**What you will do**
Which lines in the material below contain the word "floral"? Pull out each of those lines in full, counting a match only when the case is the same.

**Input for this task**

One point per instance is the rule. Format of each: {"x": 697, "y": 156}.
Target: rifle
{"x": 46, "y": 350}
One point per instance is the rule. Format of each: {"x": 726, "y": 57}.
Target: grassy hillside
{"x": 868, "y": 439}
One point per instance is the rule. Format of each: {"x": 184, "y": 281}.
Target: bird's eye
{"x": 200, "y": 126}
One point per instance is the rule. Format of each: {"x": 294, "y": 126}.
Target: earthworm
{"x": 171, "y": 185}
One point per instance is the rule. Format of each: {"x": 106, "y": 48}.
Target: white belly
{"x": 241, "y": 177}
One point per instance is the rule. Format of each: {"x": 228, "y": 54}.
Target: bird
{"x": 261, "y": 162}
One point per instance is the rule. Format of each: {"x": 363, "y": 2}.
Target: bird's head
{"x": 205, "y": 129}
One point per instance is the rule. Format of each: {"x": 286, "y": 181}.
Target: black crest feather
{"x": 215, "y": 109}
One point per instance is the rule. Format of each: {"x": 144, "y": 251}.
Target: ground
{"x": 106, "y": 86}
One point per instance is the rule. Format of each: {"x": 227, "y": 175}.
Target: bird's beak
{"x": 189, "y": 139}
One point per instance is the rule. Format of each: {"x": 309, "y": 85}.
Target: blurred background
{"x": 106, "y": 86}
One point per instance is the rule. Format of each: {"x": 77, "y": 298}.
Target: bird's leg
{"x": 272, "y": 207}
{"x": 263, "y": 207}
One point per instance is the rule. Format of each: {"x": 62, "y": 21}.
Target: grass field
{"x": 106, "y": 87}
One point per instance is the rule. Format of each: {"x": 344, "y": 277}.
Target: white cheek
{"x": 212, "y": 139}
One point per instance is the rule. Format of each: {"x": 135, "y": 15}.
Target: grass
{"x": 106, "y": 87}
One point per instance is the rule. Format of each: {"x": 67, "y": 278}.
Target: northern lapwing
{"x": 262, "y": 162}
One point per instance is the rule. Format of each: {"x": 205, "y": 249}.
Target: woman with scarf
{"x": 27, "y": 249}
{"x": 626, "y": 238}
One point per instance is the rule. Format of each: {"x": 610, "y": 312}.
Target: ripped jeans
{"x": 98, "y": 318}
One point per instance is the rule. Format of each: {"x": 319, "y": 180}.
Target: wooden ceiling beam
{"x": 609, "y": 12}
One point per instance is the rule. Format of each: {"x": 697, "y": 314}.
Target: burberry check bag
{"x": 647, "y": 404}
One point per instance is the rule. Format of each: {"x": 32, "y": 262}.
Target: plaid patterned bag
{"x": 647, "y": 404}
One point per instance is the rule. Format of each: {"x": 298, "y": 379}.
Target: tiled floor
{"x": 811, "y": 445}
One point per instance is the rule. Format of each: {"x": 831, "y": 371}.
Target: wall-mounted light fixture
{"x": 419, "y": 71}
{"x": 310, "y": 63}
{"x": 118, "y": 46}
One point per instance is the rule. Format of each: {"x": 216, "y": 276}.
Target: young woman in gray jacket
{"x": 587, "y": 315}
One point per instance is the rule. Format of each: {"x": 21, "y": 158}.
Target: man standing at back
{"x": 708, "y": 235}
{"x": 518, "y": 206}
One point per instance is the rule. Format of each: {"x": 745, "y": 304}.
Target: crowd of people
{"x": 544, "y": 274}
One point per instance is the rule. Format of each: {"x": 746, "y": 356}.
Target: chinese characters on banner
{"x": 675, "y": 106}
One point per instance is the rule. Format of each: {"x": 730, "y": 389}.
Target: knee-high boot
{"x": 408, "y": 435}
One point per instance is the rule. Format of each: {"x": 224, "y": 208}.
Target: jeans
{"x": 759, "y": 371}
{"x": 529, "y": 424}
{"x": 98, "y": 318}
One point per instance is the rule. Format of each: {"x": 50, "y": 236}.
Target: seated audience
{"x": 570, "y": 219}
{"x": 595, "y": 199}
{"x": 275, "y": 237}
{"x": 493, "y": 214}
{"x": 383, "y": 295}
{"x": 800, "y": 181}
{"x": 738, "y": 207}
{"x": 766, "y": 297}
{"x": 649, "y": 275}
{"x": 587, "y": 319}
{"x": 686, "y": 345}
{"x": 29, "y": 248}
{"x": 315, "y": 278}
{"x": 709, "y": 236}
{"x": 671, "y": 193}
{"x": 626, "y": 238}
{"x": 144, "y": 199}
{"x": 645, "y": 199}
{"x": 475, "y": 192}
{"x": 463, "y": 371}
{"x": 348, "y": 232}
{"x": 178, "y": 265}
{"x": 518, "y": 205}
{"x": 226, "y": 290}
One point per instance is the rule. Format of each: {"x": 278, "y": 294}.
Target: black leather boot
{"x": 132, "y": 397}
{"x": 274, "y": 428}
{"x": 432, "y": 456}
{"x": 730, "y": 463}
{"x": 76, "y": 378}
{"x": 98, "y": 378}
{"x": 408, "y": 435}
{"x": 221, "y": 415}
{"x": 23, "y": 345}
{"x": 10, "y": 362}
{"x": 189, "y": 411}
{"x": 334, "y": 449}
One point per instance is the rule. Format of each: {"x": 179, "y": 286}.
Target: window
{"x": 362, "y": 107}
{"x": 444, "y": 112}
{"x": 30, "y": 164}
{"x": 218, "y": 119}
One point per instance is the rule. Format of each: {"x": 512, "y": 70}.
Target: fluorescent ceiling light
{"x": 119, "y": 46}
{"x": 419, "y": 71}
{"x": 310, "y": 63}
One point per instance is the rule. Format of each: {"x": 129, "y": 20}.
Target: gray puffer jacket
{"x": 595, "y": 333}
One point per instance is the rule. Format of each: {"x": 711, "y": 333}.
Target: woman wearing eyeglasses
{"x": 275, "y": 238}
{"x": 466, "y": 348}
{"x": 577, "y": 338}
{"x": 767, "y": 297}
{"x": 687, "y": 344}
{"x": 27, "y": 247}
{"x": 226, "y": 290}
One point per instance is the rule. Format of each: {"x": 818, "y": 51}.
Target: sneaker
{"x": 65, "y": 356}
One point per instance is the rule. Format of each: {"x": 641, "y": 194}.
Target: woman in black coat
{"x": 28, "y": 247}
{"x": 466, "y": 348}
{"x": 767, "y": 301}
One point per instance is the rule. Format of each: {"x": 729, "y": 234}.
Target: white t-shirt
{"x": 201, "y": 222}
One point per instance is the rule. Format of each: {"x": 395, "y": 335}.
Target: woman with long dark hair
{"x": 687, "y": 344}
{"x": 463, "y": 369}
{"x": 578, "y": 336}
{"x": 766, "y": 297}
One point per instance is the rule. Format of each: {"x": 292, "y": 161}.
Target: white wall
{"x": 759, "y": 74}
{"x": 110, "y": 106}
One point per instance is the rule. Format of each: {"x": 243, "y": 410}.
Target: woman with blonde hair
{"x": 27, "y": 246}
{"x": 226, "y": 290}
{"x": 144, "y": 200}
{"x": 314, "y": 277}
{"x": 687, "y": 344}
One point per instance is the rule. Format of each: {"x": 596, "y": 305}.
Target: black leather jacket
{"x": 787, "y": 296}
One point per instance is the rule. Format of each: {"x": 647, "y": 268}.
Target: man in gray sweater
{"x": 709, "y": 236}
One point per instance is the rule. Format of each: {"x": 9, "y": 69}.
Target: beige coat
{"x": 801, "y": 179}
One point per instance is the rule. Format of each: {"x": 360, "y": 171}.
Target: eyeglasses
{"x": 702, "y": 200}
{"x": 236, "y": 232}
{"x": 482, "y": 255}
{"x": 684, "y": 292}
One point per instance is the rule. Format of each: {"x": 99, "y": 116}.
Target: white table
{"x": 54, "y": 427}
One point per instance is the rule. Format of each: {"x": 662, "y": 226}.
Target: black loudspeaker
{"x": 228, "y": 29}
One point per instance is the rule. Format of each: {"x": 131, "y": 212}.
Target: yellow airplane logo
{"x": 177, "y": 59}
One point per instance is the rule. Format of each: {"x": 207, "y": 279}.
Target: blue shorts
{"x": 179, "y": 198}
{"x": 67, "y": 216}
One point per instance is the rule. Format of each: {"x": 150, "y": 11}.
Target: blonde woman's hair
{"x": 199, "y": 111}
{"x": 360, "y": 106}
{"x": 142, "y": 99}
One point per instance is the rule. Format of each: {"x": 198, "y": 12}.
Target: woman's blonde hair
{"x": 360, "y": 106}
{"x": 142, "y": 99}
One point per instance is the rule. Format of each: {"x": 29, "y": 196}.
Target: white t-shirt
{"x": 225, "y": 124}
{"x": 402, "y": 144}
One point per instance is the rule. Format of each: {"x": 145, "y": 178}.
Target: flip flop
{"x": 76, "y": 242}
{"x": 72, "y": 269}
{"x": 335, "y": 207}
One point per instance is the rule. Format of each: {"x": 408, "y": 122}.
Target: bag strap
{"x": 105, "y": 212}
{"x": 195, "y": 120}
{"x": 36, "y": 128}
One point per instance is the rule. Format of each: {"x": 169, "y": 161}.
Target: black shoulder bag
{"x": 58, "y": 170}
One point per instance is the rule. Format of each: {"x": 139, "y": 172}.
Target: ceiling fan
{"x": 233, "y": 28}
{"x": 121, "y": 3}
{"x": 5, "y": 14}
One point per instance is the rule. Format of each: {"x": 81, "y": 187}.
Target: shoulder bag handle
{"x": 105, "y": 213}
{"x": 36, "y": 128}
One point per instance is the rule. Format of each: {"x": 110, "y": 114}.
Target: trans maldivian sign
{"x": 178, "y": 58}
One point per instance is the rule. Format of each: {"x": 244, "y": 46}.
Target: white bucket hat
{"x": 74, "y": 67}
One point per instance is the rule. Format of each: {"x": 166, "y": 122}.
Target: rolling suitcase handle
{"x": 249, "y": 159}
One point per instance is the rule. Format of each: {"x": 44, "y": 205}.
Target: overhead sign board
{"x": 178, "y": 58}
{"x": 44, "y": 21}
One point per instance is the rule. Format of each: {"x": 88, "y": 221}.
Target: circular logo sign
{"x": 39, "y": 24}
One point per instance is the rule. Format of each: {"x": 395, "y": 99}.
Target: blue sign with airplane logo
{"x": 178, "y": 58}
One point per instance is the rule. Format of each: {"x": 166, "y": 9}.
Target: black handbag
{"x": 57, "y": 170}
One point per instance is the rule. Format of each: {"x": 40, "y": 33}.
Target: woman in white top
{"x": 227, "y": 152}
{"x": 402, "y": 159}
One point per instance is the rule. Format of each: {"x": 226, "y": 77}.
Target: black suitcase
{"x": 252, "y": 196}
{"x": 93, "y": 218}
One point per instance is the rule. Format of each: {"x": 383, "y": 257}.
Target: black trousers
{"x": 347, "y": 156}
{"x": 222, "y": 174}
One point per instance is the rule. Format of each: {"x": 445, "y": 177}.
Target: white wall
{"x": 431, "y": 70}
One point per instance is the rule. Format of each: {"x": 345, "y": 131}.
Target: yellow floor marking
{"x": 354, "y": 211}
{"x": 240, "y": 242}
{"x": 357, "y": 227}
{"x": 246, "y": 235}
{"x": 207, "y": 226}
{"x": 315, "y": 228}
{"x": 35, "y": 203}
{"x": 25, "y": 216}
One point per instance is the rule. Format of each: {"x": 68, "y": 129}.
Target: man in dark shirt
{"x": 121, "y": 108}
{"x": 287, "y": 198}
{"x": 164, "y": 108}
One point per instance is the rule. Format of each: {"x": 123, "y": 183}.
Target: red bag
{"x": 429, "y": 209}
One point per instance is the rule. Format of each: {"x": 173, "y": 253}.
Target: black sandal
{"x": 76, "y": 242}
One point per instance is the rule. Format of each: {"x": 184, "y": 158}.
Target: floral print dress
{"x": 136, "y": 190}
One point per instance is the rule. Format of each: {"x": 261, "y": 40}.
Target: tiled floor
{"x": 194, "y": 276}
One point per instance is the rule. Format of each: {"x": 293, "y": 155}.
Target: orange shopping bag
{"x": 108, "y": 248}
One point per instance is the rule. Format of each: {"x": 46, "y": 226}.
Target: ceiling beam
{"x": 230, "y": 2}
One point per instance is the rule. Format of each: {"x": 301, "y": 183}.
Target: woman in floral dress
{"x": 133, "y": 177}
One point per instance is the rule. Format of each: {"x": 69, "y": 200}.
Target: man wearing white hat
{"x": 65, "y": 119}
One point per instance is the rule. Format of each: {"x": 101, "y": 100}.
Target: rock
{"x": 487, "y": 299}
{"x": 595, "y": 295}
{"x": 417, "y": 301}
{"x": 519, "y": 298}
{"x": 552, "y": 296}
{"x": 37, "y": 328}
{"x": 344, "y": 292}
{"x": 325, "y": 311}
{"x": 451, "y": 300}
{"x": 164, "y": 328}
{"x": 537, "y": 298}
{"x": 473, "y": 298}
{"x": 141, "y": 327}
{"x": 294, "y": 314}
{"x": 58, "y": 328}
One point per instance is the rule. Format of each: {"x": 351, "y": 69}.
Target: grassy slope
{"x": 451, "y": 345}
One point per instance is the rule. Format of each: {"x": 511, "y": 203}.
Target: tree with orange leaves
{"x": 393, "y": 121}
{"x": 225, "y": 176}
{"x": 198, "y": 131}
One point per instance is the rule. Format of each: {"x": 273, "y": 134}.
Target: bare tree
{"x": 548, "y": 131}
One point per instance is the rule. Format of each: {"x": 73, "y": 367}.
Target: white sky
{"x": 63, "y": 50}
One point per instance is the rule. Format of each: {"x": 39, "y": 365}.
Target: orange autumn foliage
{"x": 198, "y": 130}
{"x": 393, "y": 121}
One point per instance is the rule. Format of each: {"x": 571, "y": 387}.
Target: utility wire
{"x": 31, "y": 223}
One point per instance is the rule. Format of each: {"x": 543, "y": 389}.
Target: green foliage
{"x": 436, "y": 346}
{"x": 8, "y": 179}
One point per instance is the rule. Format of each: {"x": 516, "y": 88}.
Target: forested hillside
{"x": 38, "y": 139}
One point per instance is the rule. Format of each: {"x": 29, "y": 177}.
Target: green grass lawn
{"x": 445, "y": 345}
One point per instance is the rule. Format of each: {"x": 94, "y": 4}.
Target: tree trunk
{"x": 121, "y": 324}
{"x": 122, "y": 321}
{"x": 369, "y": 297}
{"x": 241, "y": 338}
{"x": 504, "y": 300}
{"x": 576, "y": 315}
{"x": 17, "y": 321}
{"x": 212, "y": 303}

**Expected output**
Target: floral print dress
Target: woman in floral dress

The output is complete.